* [Source passage]
==============================

If you don't like strtok (and many don't), then

man strchr
man memcpy
Actually, from the comments in your program header, actually sscanf
might be a good choice.

I never ever use scanf() and its sibling sscanf(). Just scared of it.

Why not get it to return a value indicating success or failure?
fine.
ugh! When you drop out of here, it's not clear whether it's because you
found a comma, or you ran out of space. Consider the behaviour for
"myDogIsFat42", for example.

I will be using strchr() anyway but just wanted to know how about adding
if(',' == *p) for rest of the code after for loop ?

There's also issues with whether the string
you build is null-terminated correctly.

Its always null terminated. I am actually trying to understand cURL and
WriteMemoryCallback() makes sure that its null terminated before being
passed to my fucntion:

http://curl.haxx.se/libcurl/c/getinmemory.html
 
A

arnuld

If you don't like strtok (and many don't), then

man strchr
man memcpy


Here is the strchr() and memcpy() version, any issues in this:


/* A program that searches for 2 comma seperated values inside a string:
name and number. Name can be anything while number can only be
* an integer greater than zero.
*
* VERSION 0.1
*/

#include <stdio.h>
#include <stdlib.h>
#include <string.h>
#include <errno.h>

enum { SIZE_NAME = 10 };


int main(void)
{
char arrdest[100+1] = {0};
int arrnum = -1;
const char* arr1 = "Arnuld,2";
const char* arr2 = "00#$%^&@23,Arnuld";
const char* arr3 = "Arnuld,";
const char* arr4 = "#$%^&@23,3";
const char* arr5 = ",";
const char* arr6 = "";
const char* arr7 = ",3";
const char* arr8 = "3,";

char* p = NULL;
int recvd_id_size = -1;
char separator = ',';
char arr_used[30+1] = {0};

strcpy(arr_used, arr8);

p = strchr(arr_used,separator);

if(NULL == p)
{
printf("can not find separator inside input\n");
exit(EXIT_FAILURE);
}

recvd_id_size = p - arr_used;

if(recvd_id_size < 1)
{
printf("Did not receive any ID\n");
exit(EXIT_FAILURE);
}

memcpy(arrdest, arr_used, recvd_id_size);

errno = 0;
arrnum = (int) strtol(p+1, NULL, 10);
if(errno)
{
perror("***ERROR***, can not convert string \"Max Phone Lines\"
into an integer\n");
}


printf("ID = %s, num = %d\n", arrdest, arrnum);


return 0;
}
 
E

Eric Sosman

Here is the strchr() and memcpy() version, any issues in this:


/* A program that searches for 2 comma seperated values inside a string:
name and number. Name can be anything while number can only be
* an integer greater than zero.
*
* VERSION 0.1
*/

#include<stdio.h>
#include<stdlib.h>
#include<string.h>
#include<errno.h>

enum { SIZE_NAME = 10 };

What's this for?
int main(void)
{
char arrdest[100+1] = {0};
int arrnum = -1;

Pointless initialization.

==============================

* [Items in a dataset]
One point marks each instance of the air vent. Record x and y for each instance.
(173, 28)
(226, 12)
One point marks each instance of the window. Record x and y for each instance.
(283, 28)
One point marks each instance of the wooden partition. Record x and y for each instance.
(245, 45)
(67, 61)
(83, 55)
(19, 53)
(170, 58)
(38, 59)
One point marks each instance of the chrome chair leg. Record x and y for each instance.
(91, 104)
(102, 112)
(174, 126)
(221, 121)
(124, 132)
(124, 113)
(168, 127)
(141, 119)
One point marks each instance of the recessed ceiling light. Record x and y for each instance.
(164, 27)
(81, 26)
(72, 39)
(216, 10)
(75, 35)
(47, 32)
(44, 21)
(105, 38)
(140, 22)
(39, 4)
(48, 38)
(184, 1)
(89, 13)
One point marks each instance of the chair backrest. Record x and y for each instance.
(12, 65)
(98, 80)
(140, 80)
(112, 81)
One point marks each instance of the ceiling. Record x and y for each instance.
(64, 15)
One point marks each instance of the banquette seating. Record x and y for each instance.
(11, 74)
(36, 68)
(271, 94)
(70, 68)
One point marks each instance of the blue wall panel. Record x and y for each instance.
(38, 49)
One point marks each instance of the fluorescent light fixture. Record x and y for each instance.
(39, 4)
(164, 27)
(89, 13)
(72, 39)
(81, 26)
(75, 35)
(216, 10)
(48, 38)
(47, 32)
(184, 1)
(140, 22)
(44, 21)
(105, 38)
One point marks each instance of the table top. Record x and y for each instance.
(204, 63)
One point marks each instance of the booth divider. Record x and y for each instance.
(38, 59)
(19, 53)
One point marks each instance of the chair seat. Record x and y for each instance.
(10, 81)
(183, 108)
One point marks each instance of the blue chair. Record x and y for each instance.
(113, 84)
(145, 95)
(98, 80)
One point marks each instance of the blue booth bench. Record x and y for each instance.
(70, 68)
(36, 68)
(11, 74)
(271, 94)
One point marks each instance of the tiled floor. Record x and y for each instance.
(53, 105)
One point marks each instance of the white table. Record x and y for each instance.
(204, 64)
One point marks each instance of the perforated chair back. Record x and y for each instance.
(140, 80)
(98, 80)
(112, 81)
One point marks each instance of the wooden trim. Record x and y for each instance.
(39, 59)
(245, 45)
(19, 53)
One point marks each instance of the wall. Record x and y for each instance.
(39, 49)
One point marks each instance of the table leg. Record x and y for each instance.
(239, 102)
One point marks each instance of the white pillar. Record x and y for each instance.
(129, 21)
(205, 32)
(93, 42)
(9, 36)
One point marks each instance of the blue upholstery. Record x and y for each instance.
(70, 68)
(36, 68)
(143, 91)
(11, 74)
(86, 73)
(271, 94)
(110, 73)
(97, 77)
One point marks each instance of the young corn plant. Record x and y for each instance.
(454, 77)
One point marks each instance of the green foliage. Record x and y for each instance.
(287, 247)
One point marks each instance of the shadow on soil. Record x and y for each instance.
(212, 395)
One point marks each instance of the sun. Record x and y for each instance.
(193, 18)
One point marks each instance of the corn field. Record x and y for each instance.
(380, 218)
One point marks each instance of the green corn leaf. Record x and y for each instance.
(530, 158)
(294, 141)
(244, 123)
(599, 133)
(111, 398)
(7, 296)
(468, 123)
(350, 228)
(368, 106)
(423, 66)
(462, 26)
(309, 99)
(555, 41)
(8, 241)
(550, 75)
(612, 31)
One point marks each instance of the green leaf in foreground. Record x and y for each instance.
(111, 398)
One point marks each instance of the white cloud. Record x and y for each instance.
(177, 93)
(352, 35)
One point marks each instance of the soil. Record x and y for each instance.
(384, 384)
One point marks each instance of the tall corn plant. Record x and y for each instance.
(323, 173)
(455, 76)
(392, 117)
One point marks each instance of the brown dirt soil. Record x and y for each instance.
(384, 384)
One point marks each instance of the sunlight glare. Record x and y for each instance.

==============================

* [Exercise aim] Output the passage of the forum thread on splitting a comma-separated string in C from "ugh! When you" to "after for loop ?", copied verbatim. The rows aren't needed here.

* [Finished task]
ugh! When you drop out of here, it's not clear whether it's because you
found a comma, or you ran out of space. Consider the behaviour for
"myDogIsFat42", for example.

I will be using strchr() anyway but just wanted to know how about adding
if(',' == *p) for rest of the code after for loop ?